Copy out every line of the data below that contains the string "provide".
################
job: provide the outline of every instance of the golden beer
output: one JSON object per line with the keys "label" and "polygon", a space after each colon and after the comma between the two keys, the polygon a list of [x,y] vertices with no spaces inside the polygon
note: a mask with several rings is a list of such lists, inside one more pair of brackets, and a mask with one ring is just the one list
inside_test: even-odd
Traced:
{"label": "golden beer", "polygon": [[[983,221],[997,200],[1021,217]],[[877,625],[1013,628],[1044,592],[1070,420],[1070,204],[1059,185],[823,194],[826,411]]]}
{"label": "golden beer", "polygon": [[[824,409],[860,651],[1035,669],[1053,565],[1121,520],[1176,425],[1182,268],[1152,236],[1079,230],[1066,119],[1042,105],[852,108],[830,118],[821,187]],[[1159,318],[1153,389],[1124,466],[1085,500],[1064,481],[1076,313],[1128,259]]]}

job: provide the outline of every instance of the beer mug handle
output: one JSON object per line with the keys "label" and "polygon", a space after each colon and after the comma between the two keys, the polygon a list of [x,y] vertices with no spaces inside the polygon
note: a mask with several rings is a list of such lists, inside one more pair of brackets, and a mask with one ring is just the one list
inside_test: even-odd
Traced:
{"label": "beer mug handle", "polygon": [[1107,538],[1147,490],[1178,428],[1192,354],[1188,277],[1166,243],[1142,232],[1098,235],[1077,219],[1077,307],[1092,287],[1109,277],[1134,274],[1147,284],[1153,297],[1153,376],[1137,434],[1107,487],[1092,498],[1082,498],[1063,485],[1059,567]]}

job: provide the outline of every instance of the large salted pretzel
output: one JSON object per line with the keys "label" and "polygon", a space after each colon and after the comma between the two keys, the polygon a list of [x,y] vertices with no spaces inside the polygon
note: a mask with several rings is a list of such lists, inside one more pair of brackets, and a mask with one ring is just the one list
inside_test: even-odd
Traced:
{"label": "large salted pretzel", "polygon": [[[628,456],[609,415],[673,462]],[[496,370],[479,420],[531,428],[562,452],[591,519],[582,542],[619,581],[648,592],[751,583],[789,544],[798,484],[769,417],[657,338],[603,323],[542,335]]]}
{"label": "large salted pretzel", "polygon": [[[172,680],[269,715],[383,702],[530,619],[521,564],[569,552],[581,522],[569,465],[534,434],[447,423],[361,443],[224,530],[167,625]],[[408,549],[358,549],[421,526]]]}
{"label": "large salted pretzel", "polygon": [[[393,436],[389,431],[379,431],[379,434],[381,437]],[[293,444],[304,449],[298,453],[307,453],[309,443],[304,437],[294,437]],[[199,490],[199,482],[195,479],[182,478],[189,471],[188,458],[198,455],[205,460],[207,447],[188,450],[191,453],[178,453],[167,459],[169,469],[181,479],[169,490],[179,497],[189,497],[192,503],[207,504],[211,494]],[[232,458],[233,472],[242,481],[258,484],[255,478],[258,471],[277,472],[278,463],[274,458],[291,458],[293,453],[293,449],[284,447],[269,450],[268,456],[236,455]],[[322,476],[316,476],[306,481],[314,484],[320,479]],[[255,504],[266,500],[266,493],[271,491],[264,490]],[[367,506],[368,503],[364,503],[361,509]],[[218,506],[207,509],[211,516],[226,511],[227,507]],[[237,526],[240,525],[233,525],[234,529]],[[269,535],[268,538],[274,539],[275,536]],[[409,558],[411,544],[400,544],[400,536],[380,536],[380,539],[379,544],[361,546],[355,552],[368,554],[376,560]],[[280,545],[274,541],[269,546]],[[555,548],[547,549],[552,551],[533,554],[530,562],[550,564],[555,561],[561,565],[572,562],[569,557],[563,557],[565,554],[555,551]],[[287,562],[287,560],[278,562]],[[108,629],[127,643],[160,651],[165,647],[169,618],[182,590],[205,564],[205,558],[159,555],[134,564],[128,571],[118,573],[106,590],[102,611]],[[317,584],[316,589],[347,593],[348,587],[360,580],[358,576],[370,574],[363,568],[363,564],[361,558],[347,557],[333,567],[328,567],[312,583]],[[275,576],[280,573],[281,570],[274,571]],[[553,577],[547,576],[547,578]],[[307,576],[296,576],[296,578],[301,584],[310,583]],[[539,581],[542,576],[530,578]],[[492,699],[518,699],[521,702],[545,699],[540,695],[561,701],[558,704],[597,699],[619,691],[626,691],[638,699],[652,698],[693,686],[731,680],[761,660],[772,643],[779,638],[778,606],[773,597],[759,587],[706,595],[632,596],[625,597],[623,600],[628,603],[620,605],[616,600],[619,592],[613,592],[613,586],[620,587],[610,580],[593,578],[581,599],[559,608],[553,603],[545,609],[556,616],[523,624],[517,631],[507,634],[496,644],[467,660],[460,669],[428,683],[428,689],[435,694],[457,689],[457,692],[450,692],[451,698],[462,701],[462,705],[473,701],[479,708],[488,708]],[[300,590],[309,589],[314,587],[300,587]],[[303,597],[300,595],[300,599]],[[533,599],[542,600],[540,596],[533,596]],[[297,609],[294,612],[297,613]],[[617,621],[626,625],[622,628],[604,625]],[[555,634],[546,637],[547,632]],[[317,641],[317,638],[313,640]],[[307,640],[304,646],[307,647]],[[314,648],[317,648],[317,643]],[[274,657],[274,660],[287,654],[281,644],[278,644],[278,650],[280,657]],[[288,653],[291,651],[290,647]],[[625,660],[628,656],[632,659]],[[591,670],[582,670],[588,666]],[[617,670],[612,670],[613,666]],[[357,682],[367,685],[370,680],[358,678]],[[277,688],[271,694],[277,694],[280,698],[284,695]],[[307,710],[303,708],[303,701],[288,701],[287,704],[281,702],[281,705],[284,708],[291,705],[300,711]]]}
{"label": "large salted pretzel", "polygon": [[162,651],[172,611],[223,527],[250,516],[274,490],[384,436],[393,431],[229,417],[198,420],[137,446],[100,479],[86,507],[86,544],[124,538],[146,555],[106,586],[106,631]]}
################
▶ _EXERCISE OUTPUT_:
job: provide the outline of every instance of the golden beer
job: provide the outline of every instance of the beer mug handle
job: provide the outline of every instance of the large salted pretzel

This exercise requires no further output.